Stephen King once famously equated Stanley Kubrick's adaptation of The Shining to a big, beautiful car with no engine. One can apply that same analogy to Nicolas Winding Refn's latest head-scratcher, The Neon Demon.
First and foremost, the film is visually stunning. I haven't seen such effective use of color and contrast since Dario Argento's Suspiria. And like that classic film, nearly every shot is practically a work of art, managing to find beauty even in its most perverse images. The music score by Cliff Martinez does as much to drive the film as the characters and dialogue, going a long way in creating the sinister tone Refn is striving for. The craftsmanship alone will make The Neon Demon worth checking out for some viewers.
But unlike Refn's best film, Drive, which provided substance even in its many quiet, introspective moments, The Neon Demon is narratively vapid and sort of pretentious (the director’s initials are arrogantly displayed throughout much of the opening credits). It plays like there’s something dark and revealing under the surface that we’re supposed to pull out, and even manages to instill periodic moments of dread. But ultimately, it's a series of tenuously connected vignettes which seem to be a checklist of scenes Refn thought would be cool to see, regardless of their importance to the story (a mountain lion in a motel room in the middle of L.A.?).
————
## SHORT PROBLEM A
Format the lines of the listing as a JSON list of strings, one string per line with blank lines omitted, starting at the line containing "Point to the flip" and ending at the line containing "[(281, 213), (211, 71)]".
The review and the listing that follows it come from different sources.
————
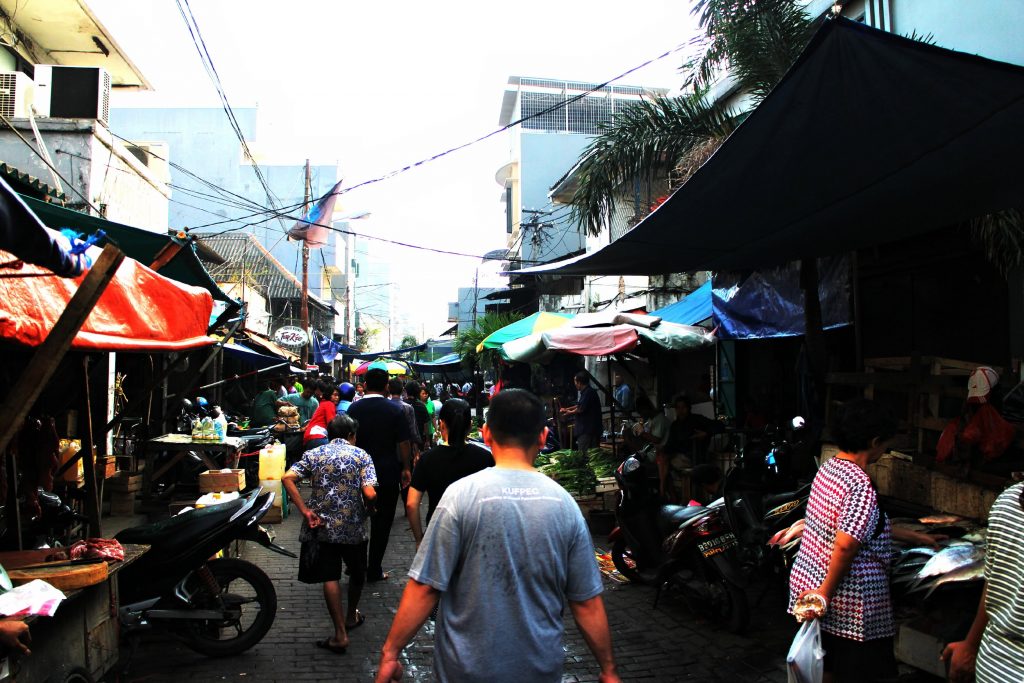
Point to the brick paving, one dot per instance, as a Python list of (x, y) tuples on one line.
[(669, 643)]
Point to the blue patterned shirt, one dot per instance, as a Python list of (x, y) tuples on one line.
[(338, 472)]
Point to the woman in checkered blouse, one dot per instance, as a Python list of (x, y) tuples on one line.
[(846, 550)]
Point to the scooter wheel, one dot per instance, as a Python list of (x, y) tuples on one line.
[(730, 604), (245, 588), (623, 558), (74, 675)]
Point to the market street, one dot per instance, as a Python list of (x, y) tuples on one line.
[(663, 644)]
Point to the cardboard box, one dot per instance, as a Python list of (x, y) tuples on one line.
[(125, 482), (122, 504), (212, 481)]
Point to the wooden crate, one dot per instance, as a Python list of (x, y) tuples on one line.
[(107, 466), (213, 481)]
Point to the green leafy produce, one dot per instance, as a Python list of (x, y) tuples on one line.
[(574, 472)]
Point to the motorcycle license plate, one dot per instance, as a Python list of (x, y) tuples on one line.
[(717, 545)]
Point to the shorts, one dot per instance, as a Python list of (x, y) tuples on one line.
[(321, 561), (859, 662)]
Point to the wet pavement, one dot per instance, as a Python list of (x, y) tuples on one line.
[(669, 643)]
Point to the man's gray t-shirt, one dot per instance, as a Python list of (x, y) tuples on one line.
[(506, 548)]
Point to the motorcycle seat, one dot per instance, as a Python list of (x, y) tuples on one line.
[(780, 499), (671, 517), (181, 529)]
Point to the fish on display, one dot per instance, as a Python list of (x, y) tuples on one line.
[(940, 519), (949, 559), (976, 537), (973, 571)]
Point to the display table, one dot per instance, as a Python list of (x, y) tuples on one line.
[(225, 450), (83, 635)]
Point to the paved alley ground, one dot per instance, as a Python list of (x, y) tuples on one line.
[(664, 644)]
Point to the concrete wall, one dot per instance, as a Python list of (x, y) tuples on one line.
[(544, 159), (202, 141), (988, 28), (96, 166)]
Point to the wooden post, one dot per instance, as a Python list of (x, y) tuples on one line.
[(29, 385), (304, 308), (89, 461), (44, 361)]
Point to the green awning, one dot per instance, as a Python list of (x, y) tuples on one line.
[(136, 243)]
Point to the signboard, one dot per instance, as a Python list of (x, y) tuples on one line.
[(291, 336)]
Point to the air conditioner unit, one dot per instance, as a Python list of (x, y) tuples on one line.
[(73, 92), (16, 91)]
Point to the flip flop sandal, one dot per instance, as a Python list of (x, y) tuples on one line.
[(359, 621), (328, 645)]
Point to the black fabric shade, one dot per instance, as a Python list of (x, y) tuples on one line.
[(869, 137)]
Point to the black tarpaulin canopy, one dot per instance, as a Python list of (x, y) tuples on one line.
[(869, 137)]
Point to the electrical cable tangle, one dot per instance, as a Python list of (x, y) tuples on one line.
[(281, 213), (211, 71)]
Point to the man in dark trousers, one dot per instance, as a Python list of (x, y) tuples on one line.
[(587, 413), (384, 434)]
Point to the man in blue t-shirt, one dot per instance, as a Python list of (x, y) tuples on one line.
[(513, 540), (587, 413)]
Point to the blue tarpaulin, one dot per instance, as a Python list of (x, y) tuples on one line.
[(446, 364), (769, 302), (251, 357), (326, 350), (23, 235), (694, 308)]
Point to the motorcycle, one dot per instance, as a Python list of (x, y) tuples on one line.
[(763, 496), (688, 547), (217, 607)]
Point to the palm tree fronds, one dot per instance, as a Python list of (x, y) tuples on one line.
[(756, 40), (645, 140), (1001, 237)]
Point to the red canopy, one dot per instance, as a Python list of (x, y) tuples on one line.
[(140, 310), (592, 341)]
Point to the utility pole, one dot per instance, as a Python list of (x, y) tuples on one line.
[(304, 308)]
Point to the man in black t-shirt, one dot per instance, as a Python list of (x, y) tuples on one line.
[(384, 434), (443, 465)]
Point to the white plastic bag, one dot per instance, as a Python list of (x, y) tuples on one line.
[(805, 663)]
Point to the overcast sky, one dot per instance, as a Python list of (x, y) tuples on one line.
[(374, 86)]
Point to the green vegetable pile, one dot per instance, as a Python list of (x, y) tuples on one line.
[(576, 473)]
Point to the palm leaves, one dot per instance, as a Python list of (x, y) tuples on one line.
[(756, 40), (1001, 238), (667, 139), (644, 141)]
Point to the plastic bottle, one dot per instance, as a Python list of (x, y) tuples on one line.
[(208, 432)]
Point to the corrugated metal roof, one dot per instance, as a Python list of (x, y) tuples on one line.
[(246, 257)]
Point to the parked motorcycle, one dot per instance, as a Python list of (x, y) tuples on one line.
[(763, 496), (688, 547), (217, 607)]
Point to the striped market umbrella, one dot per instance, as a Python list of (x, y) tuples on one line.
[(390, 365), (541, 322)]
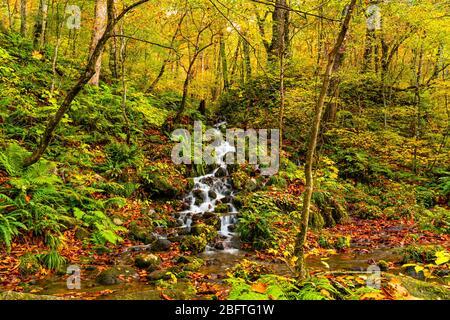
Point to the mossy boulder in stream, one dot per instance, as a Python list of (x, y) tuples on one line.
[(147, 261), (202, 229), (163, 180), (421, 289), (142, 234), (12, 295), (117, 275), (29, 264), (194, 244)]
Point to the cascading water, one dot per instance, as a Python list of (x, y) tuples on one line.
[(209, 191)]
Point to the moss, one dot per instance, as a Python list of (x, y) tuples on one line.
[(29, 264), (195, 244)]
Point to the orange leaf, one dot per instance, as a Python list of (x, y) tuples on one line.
————
## SHORT PROBLEM B
Retype the entire review of The Neon Demon word for word.

## CORRECT ANSWER A
[
  "Point to the flip flop sandal, one dot per instance, as a Python list of (x, y) tuples on one line.",
  "[(359, 621), (328, 645)]",
  "Point to the black fabric shade, one dot per instance, as a Python list of (x, y) tuples on one line.",
  "[(869, 137)]",
  "Point to the black tarpaulin canopy, one dot per instance, as a Python list of (x, y) tuples on one line.",
  "[(869, 137)]",
  "Point to the electrical cable tangle, one dot per instance, as a Python list of (x, y) tuples on one line.",
  "[(281, 213), (211, 71)]"
]

## CORRECT ANSWER B
Stephen King once famously equated Stanley Kubrick's adaptation of The Shining to a big, beautiful car with no engine. One can apply that same analogy to Nicolas Winding Refn's latest head-scratcher, The Neon Demon.
First and foremost, the film is visually stunning. I haven't seen such effective use of color and contrast since Dario Argento's Suspiria. And like that classic film, nearly every shot is practically a work of art, managing to find beauty even in its most perverse images. The music score by Cliff Martinez does as much to drive the film as the characters and dialogue, going a long way in creating the sinister tone Refn is striving for. The craftsmanship alone will make The Neon Demon worth checking out for some viewers.
But unlike Refn's best film, Drive, which provided substance even in its many quiet, introspective moments, The Neon Demon is narratively vapid and sort of pretentious (the director’s initials are arrogantly displayed throughout much of the opening credits). It plays like there’s something dark and revealing under the surface that we’re supposed to pull out, and even manages to instill periodic moments of dread. But ultimately, it's a series of tenuously connected vignettes which seem to be a checklist of scenes Refn thought would be cool to see, regardless of their importance to the story (a mountain lion in a motel room in the middle of L.A.?).